Directions
Spot each line in the data below containing "foliage" and copy it.

The data
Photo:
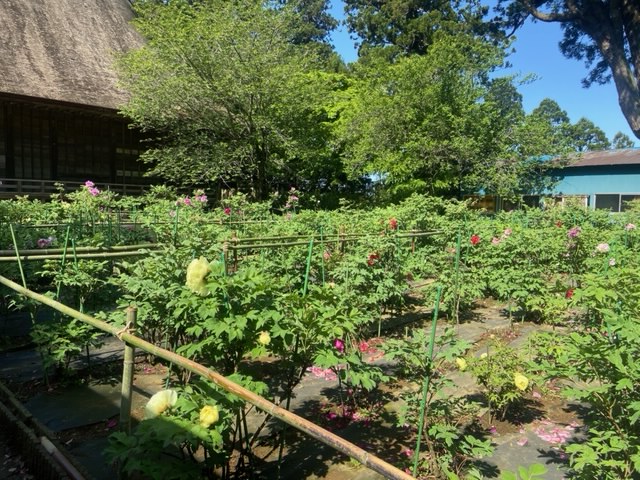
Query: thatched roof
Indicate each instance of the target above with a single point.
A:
(63, 49)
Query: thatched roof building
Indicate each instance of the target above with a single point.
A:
(63, 49)
(58, 95)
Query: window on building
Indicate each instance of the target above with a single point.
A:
(608, 201)
(624, 203)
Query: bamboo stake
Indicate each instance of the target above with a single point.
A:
(306, 273)
(96, 255)
(305, 426)
(127, 375)
(17, 257)
(52, 251)
(425, 389)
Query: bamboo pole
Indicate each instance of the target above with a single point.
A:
(96, 255)
(52, 251)
(374, 463)
(126, 396)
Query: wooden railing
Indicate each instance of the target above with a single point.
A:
(328, 438)
(10, 187)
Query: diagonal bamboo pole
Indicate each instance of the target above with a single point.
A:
(374, 463)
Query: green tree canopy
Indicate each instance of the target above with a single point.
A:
(603, 33)
(436, 123)
(409, 26)
(620, 140)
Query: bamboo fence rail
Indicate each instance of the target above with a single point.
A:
(309, 428)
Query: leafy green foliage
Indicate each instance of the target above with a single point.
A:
(445, 415)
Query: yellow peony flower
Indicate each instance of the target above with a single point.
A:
(264, 338)
(462, 363)
(521, 382)
(209, 415)
(160, 402)
(197, 271)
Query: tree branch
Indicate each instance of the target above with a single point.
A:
(568, 15)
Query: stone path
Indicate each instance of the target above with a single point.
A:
(97, 403)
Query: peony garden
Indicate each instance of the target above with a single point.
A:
(432, 328)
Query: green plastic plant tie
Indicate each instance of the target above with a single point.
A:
(457, 270)
(75, 254)
(64, 259)
(109, 232)
(322, 250)
(308, 269)
(175, 228)
(223, 260)
(425, 388)
(15, 246)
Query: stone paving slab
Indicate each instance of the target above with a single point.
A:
(76, 406)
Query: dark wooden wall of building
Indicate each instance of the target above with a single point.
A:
(43, 141)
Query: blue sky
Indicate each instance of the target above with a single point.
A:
(537, 52)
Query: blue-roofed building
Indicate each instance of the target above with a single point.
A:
(604, 179)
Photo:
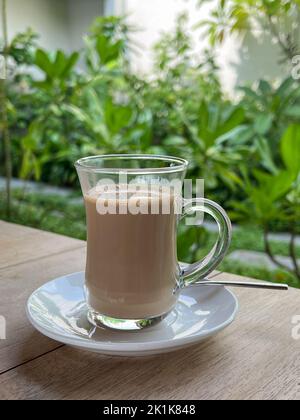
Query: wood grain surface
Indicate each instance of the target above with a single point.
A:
(255, 358)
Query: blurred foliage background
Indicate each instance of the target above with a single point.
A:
(247, 149)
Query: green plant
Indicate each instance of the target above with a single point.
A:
(278, 18)
(4, 128)
(273, 197)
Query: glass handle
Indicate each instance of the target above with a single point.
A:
(194, 272)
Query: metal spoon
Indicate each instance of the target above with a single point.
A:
(248, 285)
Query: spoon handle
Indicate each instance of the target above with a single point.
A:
(248, 285)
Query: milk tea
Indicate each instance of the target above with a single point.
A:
(132, 270)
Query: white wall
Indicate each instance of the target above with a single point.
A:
(81, 13)
(48, 18)
(240, 60)
(61, 23)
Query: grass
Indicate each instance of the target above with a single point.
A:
(66, 216)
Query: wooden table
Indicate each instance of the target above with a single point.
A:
(255, 358)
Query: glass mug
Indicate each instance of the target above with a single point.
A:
(133, 278)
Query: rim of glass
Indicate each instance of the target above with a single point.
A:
(179, 164)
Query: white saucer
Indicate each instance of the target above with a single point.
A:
(58, 310)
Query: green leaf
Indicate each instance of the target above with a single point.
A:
(59, 63)
(263, 123)
(43, 61)
(266, 154)
(70, 64)
(290, 148)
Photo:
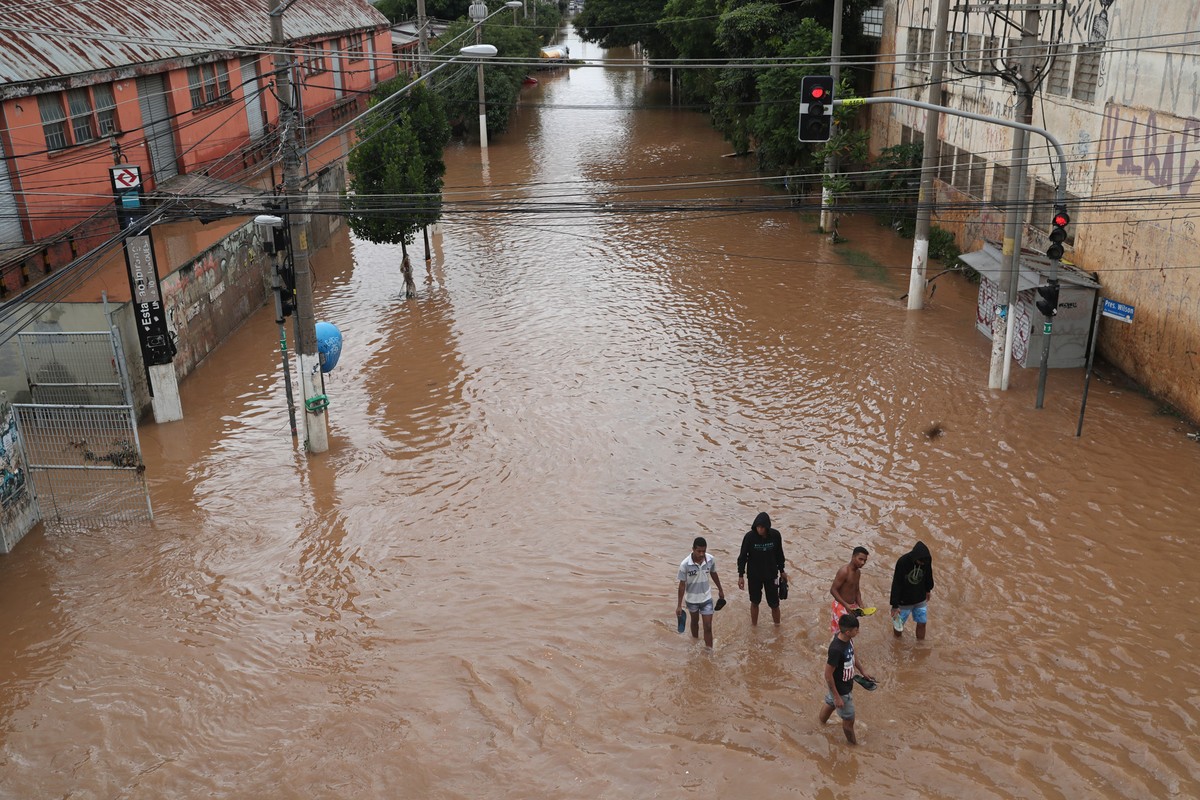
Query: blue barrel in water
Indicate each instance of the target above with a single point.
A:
(329, 346)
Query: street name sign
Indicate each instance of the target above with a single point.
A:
(1119, 311)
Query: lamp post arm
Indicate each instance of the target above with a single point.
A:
(387, 100)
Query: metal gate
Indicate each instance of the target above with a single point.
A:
(79, 434)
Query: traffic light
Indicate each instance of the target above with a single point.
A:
(1049, 302)
(1057, 233)
(816, 108)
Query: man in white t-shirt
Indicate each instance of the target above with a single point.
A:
(694, 575)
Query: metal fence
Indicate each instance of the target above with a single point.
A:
(85, 462)
(75, 368)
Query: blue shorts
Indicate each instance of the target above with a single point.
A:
(705, 608)
(847, 710)
(919, 613)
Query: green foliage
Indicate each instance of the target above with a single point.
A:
(396, 167)
(942, 245)
(898, 172)
(502, 83)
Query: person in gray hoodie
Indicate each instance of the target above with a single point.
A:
(911, 587)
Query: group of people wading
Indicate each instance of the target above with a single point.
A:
(761, 571)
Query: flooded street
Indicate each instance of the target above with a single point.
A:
(472, 594)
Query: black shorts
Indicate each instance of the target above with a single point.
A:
(756, 588)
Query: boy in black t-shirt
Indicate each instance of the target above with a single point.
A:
(839, 677)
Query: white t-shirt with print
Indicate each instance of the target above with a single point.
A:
(696, 589)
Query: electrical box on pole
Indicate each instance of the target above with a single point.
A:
(1048, 302)
(816, 108)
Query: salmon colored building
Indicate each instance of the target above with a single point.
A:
(181, 90)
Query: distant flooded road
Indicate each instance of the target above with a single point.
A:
(471, 594)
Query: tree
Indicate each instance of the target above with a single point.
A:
(502, 82)
(396, 168)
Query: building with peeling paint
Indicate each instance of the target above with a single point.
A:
(1121, 90)
(177, 89)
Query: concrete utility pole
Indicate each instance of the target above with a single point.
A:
(1014, 226)
(925, 198)
(831, 158)
(311, 378)
(478, 11)
(423, 37)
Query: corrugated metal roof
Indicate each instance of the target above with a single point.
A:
(42, 40)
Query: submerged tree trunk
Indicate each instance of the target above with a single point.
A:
(406, 269)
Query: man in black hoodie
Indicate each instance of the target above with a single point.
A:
(911, 587)
(762, 559)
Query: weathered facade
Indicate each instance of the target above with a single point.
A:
(174, 89)
(1122, 95)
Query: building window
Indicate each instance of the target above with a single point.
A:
(973, 54)
(978, 176)
(873, 22)
(963, 172)
(927, 47)
(991, 53)
(1087, 72)
(1059, 80)
(315, 60)
(209, 84)
(1000, 185)
(90, 115)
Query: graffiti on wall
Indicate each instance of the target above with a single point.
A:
(1152, 149)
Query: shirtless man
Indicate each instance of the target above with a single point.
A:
(846, 593)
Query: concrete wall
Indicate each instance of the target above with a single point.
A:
(1133, 146)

Finished task
Query: leafy green foliage
Query: blurred foliage background
Query: green foliage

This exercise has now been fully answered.